# Task requirements
Set the records down again, exactly, without their images.
────────────────
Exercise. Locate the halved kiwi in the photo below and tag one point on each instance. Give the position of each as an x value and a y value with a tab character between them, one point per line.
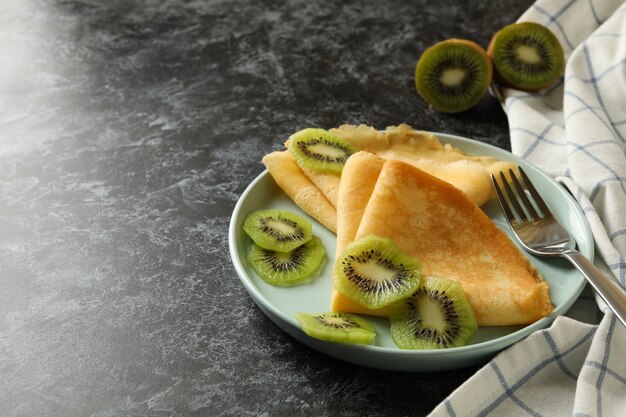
436	316
288	268
453	75
526	56
337	327
278	230
373	271
319	150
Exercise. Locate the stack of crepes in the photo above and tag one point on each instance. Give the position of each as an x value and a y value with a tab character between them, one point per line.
406	185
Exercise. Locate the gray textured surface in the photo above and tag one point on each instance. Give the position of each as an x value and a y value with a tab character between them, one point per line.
128	129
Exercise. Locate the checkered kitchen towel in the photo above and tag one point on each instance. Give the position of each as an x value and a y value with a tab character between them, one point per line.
575	131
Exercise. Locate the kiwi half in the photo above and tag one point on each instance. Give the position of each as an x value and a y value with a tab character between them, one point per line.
319	150
337	327
526	56
287	268
374	272
436	316
453	75
278	230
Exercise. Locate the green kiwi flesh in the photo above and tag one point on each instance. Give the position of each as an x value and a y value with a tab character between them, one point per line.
288	268
453	75
337	327
278	230
319	150
526	56
436	316
374	272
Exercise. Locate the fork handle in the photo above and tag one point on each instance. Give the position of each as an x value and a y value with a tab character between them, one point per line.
611	292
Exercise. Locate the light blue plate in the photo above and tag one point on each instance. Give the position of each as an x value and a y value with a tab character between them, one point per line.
281	304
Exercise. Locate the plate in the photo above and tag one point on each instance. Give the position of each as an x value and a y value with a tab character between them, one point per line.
281	304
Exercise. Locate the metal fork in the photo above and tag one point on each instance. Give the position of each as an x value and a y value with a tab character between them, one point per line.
540	233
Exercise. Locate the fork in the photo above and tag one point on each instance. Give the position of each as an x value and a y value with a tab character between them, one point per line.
540	233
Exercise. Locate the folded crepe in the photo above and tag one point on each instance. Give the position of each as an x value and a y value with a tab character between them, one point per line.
470	174
451	237
291	179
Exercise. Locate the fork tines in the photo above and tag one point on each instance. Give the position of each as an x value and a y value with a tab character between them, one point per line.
535	210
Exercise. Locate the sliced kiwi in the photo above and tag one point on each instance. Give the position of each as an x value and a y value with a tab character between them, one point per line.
319	150
278	230
436	316
374	272
453	75
337	327
526	56
288	268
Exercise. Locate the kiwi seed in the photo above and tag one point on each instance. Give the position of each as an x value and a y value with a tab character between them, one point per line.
337	327
526	56
374	272
319	150
453	75
436	316
278	230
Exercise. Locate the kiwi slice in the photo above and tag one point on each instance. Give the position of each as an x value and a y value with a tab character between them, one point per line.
374	272
278	230
436	316
526	56
287	268
319	150
453	75
337	327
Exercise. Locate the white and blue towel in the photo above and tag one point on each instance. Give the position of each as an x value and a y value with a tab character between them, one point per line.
576	132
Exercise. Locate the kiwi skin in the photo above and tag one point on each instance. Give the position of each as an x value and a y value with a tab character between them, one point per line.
422	67
518	81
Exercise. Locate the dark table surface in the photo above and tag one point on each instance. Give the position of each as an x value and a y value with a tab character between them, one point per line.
128	130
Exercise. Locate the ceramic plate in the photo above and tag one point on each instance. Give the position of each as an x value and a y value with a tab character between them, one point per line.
281	304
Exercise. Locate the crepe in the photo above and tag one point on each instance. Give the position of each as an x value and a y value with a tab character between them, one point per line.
440	226
358	179
300	189
470	174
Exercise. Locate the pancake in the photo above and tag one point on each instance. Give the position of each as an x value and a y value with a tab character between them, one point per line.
290	178
452	238
470	174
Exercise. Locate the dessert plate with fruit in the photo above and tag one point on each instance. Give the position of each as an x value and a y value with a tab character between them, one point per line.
299	303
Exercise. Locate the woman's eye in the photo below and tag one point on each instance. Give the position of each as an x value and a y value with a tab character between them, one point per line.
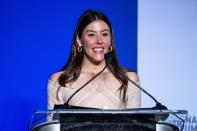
91	35
105	34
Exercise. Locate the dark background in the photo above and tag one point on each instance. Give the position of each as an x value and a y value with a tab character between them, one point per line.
35	39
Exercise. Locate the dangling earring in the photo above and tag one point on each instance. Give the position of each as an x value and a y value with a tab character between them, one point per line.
110	49
79	49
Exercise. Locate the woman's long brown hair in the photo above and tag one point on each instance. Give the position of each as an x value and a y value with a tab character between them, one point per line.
72	68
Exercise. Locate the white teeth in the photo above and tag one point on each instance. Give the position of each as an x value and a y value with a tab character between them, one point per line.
97	49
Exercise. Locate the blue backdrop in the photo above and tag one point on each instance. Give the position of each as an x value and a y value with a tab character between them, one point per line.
35	39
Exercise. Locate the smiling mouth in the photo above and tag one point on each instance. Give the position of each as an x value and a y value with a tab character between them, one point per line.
98	50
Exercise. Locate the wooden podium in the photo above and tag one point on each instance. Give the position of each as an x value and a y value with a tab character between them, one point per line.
108	120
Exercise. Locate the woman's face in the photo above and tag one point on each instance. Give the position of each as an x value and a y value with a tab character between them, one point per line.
95	40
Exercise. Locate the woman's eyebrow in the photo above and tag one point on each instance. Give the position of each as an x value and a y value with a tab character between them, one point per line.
95	31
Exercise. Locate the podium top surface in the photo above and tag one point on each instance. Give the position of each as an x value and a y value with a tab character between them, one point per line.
111	111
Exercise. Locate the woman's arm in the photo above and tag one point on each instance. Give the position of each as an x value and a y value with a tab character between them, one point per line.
133	92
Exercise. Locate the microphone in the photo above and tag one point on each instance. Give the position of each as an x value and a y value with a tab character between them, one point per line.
159	106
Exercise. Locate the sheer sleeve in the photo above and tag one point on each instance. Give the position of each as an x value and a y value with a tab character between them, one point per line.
54	95
134	96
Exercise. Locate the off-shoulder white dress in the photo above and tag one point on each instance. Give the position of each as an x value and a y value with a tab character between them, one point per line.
102	93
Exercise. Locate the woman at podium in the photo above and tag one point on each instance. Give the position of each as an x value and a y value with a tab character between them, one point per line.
88	79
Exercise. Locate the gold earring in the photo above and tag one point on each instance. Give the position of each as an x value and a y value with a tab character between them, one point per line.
79	49
110	49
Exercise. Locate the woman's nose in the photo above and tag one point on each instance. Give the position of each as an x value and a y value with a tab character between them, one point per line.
100	40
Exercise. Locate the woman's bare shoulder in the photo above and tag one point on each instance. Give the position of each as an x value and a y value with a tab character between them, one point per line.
132	75
55	76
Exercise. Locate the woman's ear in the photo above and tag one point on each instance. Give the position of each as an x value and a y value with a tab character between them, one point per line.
────────────────
# Solution to the problem
Exercise. Locate the halved kiwi in the photo below and tag one point on each instance. Give the position of each as an x value and a y value with a tab character between them, one point per line.
436	316
288	268
453	75
526	56
337	327
278	230
373	271
319	150
Exercise. Locate the stack of crepes in the photo above and tag one point on each instance. Give the position of each as an x value and a y value with a tab character between them, one point per line.
406	185
Exercise. Locate the gray textured surface in the photo above and tag one point on each instance. Give the position of each as an x value and a y value with a tab character between them, one point per line.
128	129
Exercise. Locate the checkered kitchen towel in the photo above and tag one point on each instance. Give the position of each as an x value and a y value with a tab character between them, one point per line.
575	131
Exercise. Locate the kiwi half in the photo above and tag one point on each instance. Give the position of each as an x value and a y value with a tab character between them, one point per line.
319	150
337	327
526	56
287	268
374	272
436	316
453	75
278	230
Exercise. Locate the green kiwi flesh in the photo above and tag one point on each instance. Give the position of each as an x value and a y value with a tab character between them, one point per line.
288	268
453	75
337	327
278	230
319	150
526	56
436	316
374	272
Exercise. Locate the fork handle in the photo above and tag one point on each instance. Give the position of each as an x value and a y value with a tab character between them, one point per line.
611	292
Exercise. Locate the light blue plate in the photo above and tag one point on each instance. Give the position of each as an x value and a y value with a tab character between them, one point per line.
281	304
Exercise. Locate the plate in the photo above and tag one point on each instance. Give the position of each as an x value and a y value with a tab character between them, one point per line.
281	304
Exercise. Locate the metal fork in the photo above and tag one point on each instance. Give the position of each as an x value and a y value with a tab character between them, one point per line.
540	233
Exercise. Locate the fork in the photo above and tag one point on each instance. Give the position of each as an x value and a y value with a tab character between them, one point per line.
540	233
Exercise. Locate the folded crepe in the photo above and tag one point on each instance. Give the position of each as an x value and a y value with a tab character between them, one point per line.
470	174
451	237
291	179
Exercise. Locate the fork tines in the photo above and tag one point on each instance. Give the position of each as an x value and a y value with a tab character between them, one point per line.
535	210
Exercise. Locate the sliced kiwi in the photo above and tag one point on each instance. Give the position of each as an x value and a y value with a tab character between them, one point per line.
319	150
278	230
436	316
374	272
453	75
337	327
526	56
288	268
Exercise. Locate the kiwi seed in the photo above and tag one point on each instance. Give the position of each as an x value and a y value with a tab character between them, one point per line.
337	327
526	56
374	272
319	150
453	75
436	316
278	230
Exercise. Locate the kiwi slice in the photo above and tag one point on each instance. Give the position of each as an x value and a y value with a tab character between them, one point per line.
374	272
278	230
436	316
526	56
287	268
319	150
453	75
337	327
Exercise. Locate the white and blue towel in the photo above and tag one point on each instance. Give the position of each as an x value and a y value with a tab character between them, one point per line.
576	132
Exercise. Locate the kiwi skin in the photo above and tag one point on each instance. Give the position of each as an x value and a y value with a tab character between them, one point per line.
422	67
518	81
Exercise. Locate the dark table surface in the photo above and tag one point on each instance. Give the position of each as an x value and a y value with a tab character between them, one point per line.
128	130
Exercise. Locate the ceramic plate in the photo above and tag one point on each instance. Give the position of each as an x value and a y value with a tab character between them, one point per line.
281	304
Exercise. Locate the crepe in the photo above and tag one point on each instance. Give the position of each as an x value and a y value with a tab character between them, one point per line.
440	226
358	179
300	189
470	174
Exercise. Locate the pancake in the photo above and tag one point on each instance. Give the position of each as an x value and a y value with a tab character between them, one point per line.
290	178
452	238
470	174
Exercise. Locate the dessert plate with fruit in the photo above and tag one point on each instance. Give the position of each as an x value and a y value with a tab character between them, one point per line.
299	303
Exercise. Locate the woman's eye in the photo below and tag one point on each instance. Give the position of each as an x value and a y value with a tab character between them, one point per line.
91	35
105	34
Exercise. Locate the dark background in the photo above and tag one point on each instance. Give the position of each as an x value and a y value with a tab character between them, one point per line.
35	39
Exercise. Locate the dangling earring in the photo above and tag one point on each instance. Give the position of each as an x value and a y value with a tab character between them, one point per line.
110	49
79	49
Exercise. Locate the woman's long brown hair in the photo above and tag one point on each instance. Give the position of each as an x value and a y value with a tab character between them, one point per line.
72	68
Exercise. Locate the white teeth in the photo above and tag one point on each instance. Give the position of each as an x value and a y value with a tab character between them, one point per line.
97	49
Exercise. Locate the blue backdrop in the photo above and tag one point on each instance. Give the position of each as an x value and a y value with a tab character between them, one point per line.
35	39
Exercise. Locate the smiling mouth in the photo above and tag one point on each instance. Give the position of each as an x value and a y value with a tab character between them, one point per line.
98	50
Exercise. Locate the wooden podium in the photo above and tag one point on each instance. Give the position of each as an x value and a y value with a tab character between them, one point per line.
108	120
Exercise. Locate the woman's face in the photo above and tag one point on each instance. Give the position of each as an x value and a y value with a tab character between them, one point per line.
95	40
Exercise. Locate the woman's eyebrow in the photo above and tag one point on each instance. Give the position of each as an x value and a y value with a tab character between them, one point per line.
95	31
Exercise. Locate the podium top surface in the photo above and tag one point on each instance. Give the position of each as an x value and a y value with a tab character between them, one point per line.
111	111
Exercise. Locate the woman's arm in the photo above and tag one point on each instance. Give the position of each as an x value and a y value with a tab character between them, one point per line.
133	92
Exercise. Locate the microphone in the photo above and tag one point on each instance. Give the position of each as an x value and a y value with a tab character between them, one point per line.
159	106
Exercise. Locate the sheer sleeve in the photo above and tag one point on each instance. Give the position of each as an x value and a y value with a tab character between them, one point per line.
54	95
134	96
Exercise. Locate the off-shoulder white dress in the photo above and tag one point on each instance. Give the position of each as an x value and a y value with a tab character between them, one point per line.
102	93
Exercise. Locate the woman at podium in the photo above and tag one point on each instance. Give the position of each as an x value and a y value with a tab character between them, one point per line.
88	79
Exercise. Locate the gold earring in the photo above and tag one point on each instance. Give the position of each as an x value and a y value with a tab character between them, one point per line.
79	49
110	49
Exercise. Locate the woman's nose in the photo above and tag one point on each instance. Give the position of each as an x value and a y value with a tab character between them, one point per line.
100	40
Exercise. Locate the woman's bare shoulder in the photo above and tag one point on each instance. Give the position of each as an x value and a y value with a tab character between them, one point per line.
132	75
55	76
Exercise. Locate the woman's ear in the photo above and tag one point on each instance. Give the position of each as an x value and a y value with a tab character between them, one point per line.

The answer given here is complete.